Text block:
◆ ◆ ◆ ◆

Giovanni Meli, The eyes [According to the tradition, Meli is referring to Lucia Migliaccio's beautiful black eyes].
Donna Lucia Maria was born in Siracusa on January 18th 1770. She was the daughter of Don Vincenzo Migliaccio e Bonanno, of the Princes of Baucina and 8th Duke of Floridia and San Donato, and Spanish descendant Dorotea Borgia e Rau, of the Marquises of Casale. At 6, following her father's death, and as her parents' only living child (her brother Ignazio had already died at just 5 years old), she inherited the Duchy of Floridia. 
On April 19th 1781, only 11 years old, the little Duchess married in Palermo the 25 years old Benedetto Maria Grifeo del Bosco (he was born on November 17th 1755), Duke of Ciminna and firstborn of Gerolamo Maria 7th Prince of Partanna. The Grifeo was an incredibly old and noble Sicilian family whose ancestors received their titular fief during the rulership of the Great Count Ruggero, in 1091, and the baronage in 1139, during the reign of his son, King Ruggero II of Sicily. In 1802 the Prince Gerolamo Maria died, and Benedetto became the 8th Prince of Partanna, making Lucia the Princess consort.
Benedetto also inherited the role of Deputy of the Kingdom, and on November 4th of the same year, he was awarded by King Ferdinando IV of Naples and III of Sicily with the knighthood of the Insigne Real Ordine di San Gennaro. The Prince of Partanna also served as Gentleman of the Bedchamber and State Councillor, giving his wife the chance to frequent Palermo high society and even the Royal court during King Ferdinando's long periods spent in Sicily. Lucia was praised for her intelligence, artistic skills and beauty (in particular her black eyes). 
The Princess bore her husband nine children, five of whom survived infancy: Vincenzo (future 9th Prince of Partanna), Giuseppe, Leopoldo, Luigi. Marianna, the only daughter, is considered by some people the illegitimate daughter of King Ferdinando, since she was born in 1808, when Lucia was already the sovereign's lover, and given the deep affection Ferdinando always exhibited for Marianna. 
Since 1806, the King and his court, had been forced to move to Palermo to escape the French army which had invaded the peninsular part of the Bourbonic kingdom and would establish the Kingdom of Naples under the rulership of Napoleon's brother-in-law, Joachim Murat.
In the meantime, Lucia's beauty (not ruined in the least by the numerous pregnancies) gave soon rise to a lot of gossip, and her name was linked to other gentlemen's ones, like the Neapolitan Lucio Caracciolo, Duke of Roccoromana, renowned womanizer. The existence of a relationship between the two is (according to some) supported by the fact that, once married to the King, she asked her husband to pardon the Duke, as Caracciolo had been loyal to Murat and even took part to the Russian Campaign. Despite his traitorous track records, in fact, the Duke retained until the end his favoured position at the Bourbonic royal court.

◆ ◆ ◆ ◆

Request A: Copy the passage about Lucia Migliaccio between "The Princess bore" and "brother-in-law, Joachim Murat.", inclusive.
Request B: In the passage about Lucia Migliaccio, in what year did Benedetto become the 8th Prince of Partanna?

◆ ◆ ◆ ◆

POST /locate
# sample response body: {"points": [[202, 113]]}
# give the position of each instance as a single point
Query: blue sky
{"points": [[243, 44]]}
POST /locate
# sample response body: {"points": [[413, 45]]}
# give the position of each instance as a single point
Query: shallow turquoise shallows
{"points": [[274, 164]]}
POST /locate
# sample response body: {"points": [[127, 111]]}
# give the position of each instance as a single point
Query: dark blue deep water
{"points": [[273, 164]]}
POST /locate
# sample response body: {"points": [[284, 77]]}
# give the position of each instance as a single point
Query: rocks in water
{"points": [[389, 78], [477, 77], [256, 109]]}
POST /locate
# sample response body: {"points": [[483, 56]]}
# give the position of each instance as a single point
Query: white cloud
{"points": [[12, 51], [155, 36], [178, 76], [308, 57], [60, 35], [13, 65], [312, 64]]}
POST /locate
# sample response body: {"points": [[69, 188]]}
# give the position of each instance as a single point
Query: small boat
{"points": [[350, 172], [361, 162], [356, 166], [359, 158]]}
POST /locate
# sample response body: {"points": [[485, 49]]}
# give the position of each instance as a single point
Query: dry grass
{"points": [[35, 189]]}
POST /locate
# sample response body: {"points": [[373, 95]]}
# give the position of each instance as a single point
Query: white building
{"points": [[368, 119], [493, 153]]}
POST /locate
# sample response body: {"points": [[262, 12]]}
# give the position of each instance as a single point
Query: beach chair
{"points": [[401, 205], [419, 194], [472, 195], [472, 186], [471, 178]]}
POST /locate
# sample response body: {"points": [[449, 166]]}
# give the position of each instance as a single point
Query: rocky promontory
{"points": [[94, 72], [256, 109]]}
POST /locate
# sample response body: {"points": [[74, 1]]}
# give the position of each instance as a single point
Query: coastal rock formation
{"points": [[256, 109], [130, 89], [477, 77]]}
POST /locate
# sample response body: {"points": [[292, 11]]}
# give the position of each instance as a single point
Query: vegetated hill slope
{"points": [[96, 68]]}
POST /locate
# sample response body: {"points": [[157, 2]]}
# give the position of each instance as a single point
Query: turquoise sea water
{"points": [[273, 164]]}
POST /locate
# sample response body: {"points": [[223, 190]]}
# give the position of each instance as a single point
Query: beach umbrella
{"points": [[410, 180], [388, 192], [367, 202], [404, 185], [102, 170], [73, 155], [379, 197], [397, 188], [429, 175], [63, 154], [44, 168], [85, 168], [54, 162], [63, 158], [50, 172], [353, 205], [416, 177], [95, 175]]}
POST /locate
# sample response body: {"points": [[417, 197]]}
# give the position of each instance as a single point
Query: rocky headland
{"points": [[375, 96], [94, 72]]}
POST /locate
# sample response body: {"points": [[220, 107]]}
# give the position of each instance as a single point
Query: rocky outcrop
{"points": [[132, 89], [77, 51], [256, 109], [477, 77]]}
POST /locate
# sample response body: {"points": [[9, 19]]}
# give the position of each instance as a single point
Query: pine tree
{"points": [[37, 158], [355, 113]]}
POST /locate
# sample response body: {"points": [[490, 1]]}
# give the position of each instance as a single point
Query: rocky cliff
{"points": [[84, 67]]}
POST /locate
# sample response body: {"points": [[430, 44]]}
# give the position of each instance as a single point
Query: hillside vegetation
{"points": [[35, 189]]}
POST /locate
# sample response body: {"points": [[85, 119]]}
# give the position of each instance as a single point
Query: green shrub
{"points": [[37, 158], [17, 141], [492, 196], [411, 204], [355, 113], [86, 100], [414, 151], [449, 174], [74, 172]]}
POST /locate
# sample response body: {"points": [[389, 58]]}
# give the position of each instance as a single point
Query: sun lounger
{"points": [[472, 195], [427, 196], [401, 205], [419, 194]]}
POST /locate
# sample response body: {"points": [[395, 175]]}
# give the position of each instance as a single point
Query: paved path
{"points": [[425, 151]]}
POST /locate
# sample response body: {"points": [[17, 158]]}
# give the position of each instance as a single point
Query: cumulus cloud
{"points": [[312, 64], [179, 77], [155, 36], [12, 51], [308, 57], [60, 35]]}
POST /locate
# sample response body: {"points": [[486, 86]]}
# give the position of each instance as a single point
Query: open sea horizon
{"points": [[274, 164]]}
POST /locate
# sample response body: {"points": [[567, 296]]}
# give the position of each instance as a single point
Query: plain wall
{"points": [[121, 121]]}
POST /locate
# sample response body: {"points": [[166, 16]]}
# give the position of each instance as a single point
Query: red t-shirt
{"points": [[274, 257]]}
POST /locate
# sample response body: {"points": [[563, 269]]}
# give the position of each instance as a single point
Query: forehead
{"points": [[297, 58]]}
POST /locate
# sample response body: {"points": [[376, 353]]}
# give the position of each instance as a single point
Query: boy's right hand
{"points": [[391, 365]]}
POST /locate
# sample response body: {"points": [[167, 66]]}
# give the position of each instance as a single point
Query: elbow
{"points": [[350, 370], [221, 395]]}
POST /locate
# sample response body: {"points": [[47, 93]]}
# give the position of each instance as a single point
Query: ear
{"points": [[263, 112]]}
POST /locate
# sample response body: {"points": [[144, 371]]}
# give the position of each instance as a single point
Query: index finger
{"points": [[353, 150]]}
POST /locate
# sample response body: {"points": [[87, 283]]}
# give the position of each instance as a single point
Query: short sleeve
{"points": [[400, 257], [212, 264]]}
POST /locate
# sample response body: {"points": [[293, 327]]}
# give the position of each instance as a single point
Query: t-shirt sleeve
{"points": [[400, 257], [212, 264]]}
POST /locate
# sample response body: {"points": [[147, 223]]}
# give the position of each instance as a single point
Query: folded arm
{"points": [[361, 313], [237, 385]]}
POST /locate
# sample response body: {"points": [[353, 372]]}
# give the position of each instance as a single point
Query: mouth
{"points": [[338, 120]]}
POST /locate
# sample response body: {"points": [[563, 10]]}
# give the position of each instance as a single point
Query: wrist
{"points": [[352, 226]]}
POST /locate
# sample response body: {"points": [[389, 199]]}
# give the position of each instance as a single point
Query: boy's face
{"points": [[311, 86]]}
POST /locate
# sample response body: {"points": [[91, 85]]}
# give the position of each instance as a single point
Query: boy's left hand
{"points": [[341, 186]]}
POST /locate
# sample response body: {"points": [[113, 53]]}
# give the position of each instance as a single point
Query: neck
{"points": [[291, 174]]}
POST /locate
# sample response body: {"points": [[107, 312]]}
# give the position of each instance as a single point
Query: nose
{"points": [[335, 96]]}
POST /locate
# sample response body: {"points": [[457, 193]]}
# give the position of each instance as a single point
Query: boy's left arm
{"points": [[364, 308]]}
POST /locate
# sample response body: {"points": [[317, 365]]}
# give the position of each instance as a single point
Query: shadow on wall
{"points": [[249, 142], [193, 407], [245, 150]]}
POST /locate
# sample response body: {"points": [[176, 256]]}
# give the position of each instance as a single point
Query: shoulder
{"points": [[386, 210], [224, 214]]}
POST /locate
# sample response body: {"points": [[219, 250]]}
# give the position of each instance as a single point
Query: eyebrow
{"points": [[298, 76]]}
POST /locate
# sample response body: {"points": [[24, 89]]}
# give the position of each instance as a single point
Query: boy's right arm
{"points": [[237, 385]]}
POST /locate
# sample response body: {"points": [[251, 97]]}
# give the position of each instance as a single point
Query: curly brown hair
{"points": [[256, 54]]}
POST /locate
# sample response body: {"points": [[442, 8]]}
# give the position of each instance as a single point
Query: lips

◆ ◆ ◆ ◆

Complete output A:
The Princess bore her husband nine children, five of whom survived infancy: Vincenzo (future 9th Prince of Partanna), Giuseppe, Leopoldo, Luigi. Marianna, the only daughter, is considered by some people the illegitimate daughter of King Ferdinando, since she was born in 1808, when Lucia was already the sovereign's lover, and given the deep affection Ferdinando always exhibited for Marianna. 
Since 1806, the King and his court, had been forced to move to Palermo to escape the French army which had invaded the peninsular part of the Bourbonic kingdom and would establish the Kingdom of Naples under the rulership of Napoleon's brother-in-law, Joachim Murat.

Complete output B: 1802